**Problem details**
Can you quote the lines below word for word, starting at the very first line and ending at the line that contains "(0, 286), (999, 665)"? Leave the pictures out of your answer.

☆ ☆ ☆ ☆ ☆

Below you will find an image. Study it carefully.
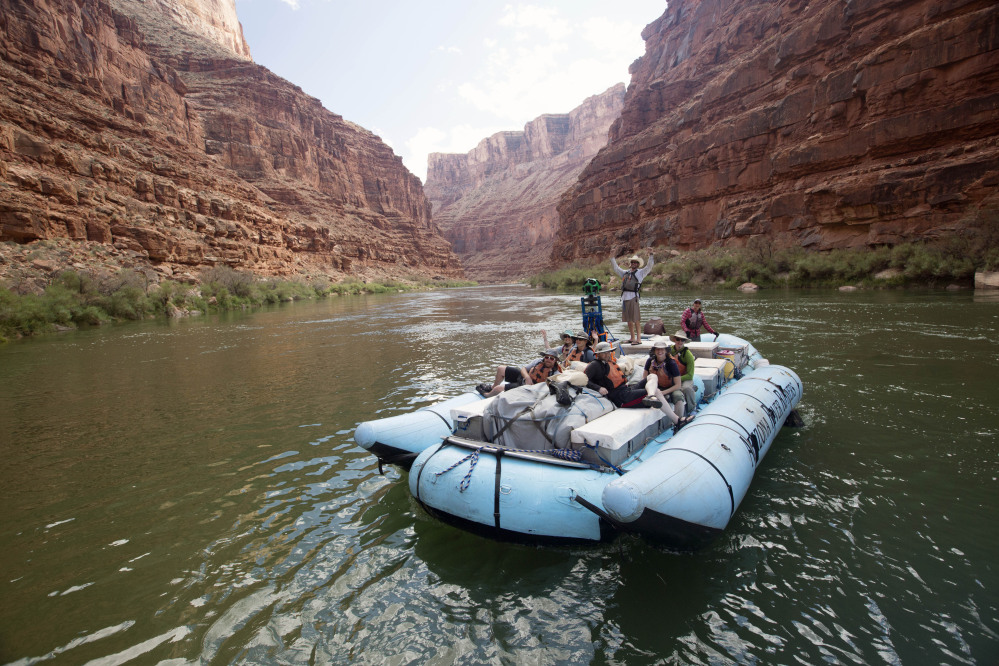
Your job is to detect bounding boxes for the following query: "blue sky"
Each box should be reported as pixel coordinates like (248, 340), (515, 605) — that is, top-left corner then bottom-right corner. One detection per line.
(236, 0), (666, 180)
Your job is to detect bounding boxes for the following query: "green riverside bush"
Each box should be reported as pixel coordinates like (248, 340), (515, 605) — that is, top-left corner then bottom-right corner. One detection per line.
(0, 266), (475, 343)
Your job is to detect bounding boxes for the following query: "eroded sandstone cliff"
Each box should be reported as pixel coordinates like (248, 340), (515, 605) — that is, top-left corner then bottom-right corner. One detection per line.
(553, 0), (999, 262)
(0, 0), (461, 286)
(424, 84), (624, 282)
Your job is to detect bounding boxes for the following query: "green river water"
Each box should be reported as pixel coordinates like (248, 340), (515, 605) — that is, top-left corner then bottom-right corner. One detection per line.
(0, 286), (999, 665)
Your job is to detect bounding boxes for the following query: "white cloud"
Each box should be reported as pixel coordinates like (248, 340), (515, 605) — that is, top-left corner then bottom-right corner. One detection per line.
(499, 5), (570, 40)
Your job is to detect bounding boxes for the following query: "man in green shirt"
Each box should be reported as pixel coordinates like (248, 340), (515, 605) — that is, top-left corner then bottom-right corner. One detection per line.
(668, 331), (697, 414)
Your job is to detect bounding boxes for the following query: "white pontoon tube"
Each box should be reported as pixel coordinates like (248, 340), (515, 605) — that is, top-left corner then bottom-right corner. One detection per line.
(602, 363), (802, 547)
(354, 393), (482, 469)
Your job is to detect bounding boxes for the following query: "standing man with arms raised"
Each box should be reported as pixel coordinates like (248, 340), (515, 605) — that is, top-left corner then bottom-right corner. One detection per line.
(611, 249), (655, 345)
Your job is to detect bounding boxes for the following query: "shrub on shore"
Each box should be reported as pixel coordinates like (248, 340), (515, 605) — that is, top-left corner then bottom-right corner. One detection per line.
(527, 239), (999, 290)
(0, 266), (475, 342)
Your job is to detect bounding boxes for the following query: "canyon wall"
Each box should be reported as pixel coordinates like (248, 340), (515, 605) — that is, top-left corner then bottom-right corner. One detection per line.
(552, 0), (999, 262)
(0, 0), (461, 283)
(424, 84), (625, 282)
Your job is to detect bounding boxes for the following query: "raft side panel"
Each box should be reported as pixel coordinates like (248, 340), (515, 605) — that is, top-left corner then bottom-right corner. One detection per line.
(602, 366), (802, 531)
(354, 393), (482, 462)
(409, 438), (607, 541)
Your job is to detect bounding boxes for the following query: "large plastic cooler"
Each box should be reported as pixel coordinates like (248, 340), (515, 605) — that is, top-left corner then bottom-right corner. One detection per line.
(451, 396), (496, 442)
(569, 407), (666, 465)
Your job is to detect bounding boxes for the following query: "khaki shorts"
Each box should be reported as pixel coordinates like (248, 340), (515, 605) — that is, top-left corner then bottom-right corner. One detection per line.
(621, 298), (642, 324)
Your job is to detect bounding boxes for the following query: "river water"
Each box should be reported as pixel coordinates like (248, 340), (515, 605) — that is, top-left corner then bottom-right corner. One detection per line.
(0, 287), (999, 665)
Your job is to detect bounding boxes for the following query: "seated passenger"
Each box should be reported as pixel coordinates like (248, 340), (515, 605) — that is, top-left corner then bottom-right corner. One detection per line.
(680, 298), (718, 342)
(475, 349), (558, 398)
(541, 329), (576, 361)
(642, 340), (693, 429)
(668, 331), (697, 414)
(562, 331), (596, 368)
(585, 342), (663, 408)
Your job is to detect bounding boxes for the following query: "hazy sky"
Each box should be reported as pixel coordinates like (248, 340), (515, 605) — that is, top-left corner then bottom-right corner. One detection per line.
(236, 0), (666, 180)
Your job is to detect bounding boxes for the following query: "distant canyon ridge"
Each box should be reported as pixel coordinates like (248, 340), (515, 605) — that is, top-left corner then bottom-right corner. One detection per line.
(0, 0), (999, 284)
(424, 84), (625, 282)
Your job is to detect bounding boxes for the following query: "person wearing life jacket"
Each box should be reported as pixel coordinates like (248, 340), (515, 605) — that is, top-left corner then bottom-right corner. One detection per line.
(642, 340), (691, 430)
(680, 298), (718, 342)
(541, 329), (576, 361)
(611, 250), (655, 345)
(642, 317), (666, 335)
(475, 349), (559, 398)
(562, 331), (596, 368)
(667, 331), (697, 414)
(584, 342), (663, 408)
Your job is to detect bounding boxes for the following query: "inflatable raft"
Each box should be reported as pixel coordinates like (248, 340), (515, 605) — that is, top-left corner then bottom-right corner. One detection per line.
(355, 335), (802, 548)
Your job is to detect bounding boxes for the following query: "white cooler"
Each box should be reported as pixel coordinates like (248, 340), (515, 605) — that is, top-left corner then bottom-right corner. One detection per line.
(451, 396), (496, 442)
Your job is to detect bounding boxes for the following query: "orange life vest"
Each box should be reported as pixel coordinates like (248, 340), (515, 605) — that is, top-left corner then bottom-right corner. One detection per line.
(527, 361), (558, 384)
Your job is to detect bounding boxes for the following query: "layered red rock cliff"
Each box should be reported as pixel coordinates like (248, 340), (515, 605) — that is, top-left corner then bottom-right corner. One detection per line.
(424, 84), (624, 282)
(552, 0), (999, 262)
(0, 0), (461, 286)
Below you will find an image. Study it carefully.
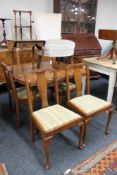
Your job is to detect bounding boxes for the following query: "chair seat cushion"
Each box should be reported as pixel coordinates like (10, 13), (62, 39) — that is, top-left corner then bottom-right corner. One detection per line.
(69, 95), (111, 115)
(32, 104), (82, 132)
(39, 39), (75, 57)
(16, 86), (39, 100)
(59, 82), (76, 92)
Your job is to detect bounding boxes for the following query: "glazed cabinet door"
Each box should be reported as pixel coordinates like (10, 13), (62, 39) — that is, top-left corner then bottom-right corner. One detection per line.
(54, 0), (97, 34)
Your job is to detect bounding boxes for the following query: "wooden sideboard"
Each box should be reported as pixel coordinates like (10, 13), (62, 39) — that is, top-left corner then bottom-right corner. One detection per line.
(63, 34), (102, 62)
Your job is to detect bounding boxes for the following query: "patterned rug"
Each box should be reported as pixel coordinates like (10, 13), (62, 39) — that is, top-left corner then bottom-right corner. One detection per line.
(64, 141), (117, 175)
(0, 164), (8, 175)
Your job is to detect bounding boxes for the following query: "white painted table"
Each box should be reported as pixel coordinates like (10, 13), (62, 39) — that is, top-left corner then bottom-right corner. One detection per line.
(84, 57), (117, 102)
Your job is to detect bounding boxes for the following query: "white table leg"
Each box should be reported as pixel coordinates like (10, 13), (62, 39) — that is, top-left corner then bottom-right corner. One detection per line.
(107, 72), (116, 102)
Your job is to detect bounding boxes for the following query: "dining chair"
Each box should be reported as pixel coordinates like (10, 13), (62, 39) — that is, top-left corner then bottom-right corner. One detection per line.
(1, 62), (39, 128)
(33, 12), (75, 65)
(26, 69), (84, 169)
(66, 63), (112, 146)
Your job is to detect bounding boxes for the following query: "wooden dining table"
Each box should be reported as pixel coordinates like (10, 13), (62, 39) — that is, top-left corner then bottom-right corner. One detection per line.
(8, 62), (73, 84)
(8, 62), (86, 94)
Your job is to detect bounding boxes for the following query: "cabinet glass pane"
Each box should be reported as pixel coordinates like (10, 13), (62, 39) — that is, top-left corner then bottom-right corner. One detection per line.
(80, 0), (97, 33)
(60, 0), (79, 33)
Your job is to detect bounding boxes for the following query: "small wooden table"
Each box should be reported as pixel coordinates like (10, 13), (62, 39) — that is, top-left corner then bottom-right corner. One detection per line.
(7, 40), (45, 66)
(84, 57), (117, 102)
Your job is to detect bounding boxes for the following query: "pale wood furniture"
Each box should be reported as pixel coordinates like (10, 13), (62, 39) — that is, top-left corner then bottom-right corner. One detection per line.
(2, 63), (39, 128)
(66, 64), (112, 143)
(13, 10), (33, 40)
(0, 49), (12, 85)
(99, 29), (117, 64)
(1, 62), (13, 106)
(53, 0), (101, 62)
(0, 18), (10, 47)
(84, 57), (117, 103)
(26, 69), (84, 169)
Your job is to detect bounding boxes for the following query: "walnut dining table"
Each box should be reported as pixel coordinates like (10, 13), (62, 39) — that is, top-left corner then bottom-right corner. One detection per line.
(84, 57), (117, 102)
(8, 62), (86, 94)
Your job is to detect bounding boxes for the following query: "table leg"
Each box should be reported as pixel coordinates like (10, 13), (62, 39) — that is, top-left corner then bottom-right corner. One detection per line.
(107, 72), (116, 102)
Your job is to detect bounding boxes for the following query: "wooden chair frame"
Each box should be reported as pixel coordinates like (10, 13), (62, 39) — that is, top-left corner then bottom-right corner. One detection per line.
(26, 69), (84, 169)
(66, 63), (112, 147)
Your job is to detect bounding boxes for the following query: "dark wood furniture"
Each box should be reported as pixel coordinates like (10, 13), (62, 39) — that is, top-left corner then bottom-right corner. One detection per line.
(99, 29), (117, 64)
(66, 63), (112, 146)
(54, 0), (101, 62)
(26, 69), (84, 169)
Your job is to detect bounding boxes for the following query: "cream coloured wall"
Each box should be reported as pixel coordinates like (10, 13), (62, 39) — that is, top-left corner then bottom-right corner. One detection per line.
(0, 0), (117, 54)
(95, 0), (117, 55)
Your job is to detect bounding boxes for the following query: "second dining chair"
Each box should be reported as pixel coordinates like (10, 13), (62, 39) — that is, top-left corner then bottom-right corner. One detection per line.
(1, 62), (39, 128)
(66, 63), (112, 146)
(26, 69), (84, 169)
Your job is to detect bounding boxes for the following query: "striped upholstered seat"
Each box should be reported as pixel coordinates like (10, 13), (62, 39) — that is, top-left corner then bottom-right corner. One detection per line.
(66, 63), (112, 146)
(16, 86), (39, 100)
(32, 104), (82, 132)
(69, 95), (111, 115)
(59, 82), (76, 92)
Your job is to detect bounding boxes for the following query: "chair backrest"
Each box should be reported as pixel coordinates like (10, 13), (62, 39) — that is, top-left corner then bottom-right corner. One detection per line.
(13, 10), (32, 40)
(33, 12), (62, 41)
(26, 69), (59, 113)
(66, 63), (90, 101)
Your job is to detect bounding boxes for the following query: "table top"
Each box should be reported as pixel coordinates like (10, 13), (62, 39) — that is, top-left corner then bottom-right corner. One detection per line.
(83, 57), (117, 71)
(8, 62), (73, 84)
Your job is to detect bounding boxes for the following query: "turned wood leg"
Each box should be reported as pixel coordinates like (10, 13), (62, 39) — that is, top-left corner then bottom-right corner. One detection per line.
(43, 138), (50, 170)
(105, 110), (112, 134)
(9, 94), (13, 108)
(82, 120), (89, 147)
(79, 124), (84, 150)
(30, 119), (35, 142)
(16, 102), (21, 129)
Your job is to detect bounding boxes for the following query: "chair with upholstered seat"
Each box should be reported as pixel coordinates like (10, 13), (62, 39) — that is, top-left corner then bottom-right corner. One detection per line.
(26, 70), (84, 169)
(66, 63), (112, 146)
(1, 62), (39, 128)
(33, 12), (75, 65)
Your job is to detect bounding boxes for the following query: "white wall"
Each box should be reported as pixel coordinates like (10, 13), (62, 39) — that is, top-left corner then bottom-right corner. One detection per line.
(0, 0), (117, 54)
(95, 0), (117, 55)
(0, 0), (53, 40)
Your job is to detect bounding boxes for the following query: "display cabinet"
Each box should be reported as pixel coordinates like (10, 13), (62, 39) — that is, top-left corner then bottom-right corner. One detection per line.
(53, 0), (101, 61)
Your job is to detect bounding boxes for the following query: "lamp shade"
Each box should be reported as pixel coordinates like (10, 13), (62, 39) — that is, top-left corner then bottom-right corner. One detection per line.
(99, 29), (117, 40)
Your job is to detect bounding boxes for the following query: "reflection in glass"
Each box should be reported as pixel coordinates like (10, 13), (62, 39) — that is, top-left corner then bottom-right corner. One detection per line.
(60, 0), (97, 33)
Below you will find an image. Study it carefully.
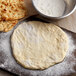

☆ ☆ ☆ ☆ ☆

**Solution**
Below you will find an image. Study it carefully.
Your job is to detect bounding boxes for the following query: "blue sky"
Each box should be reported as pixel coordinates like (248, 340), (515, 605) — that is, top-left corner then bottom-right corner. One detection per line.
(236, 0), (666, 180)
Your job is to detect bounding boxes for the following query: "green riverside bush"
Each box should be reported as pixel coordinates like (248, 340), (515, 605) — that is, top-left corner then bottom-right corner. One detection per line.
(0, 266), (475, 343)
Your job is to detect bounding boxes for the following query: "eroded sandstone cliff"
Each box should be reported as pixel coordinates like (248, 340), (515, 605) — that is, top-left corner then bottom-right corner. One detection per line.
(553, 0), (999, 262)
(0, 0), (461, 286)
(424, 84), (624, 282)
Your job is to detect bounding boxes for the following query: "green river water"
Each box should be reported as pixel coordinates like (248, 340), (515, 605) — that is, top-left corner then bottom-right corner. One detection per line.
(0, 286), (999, 665)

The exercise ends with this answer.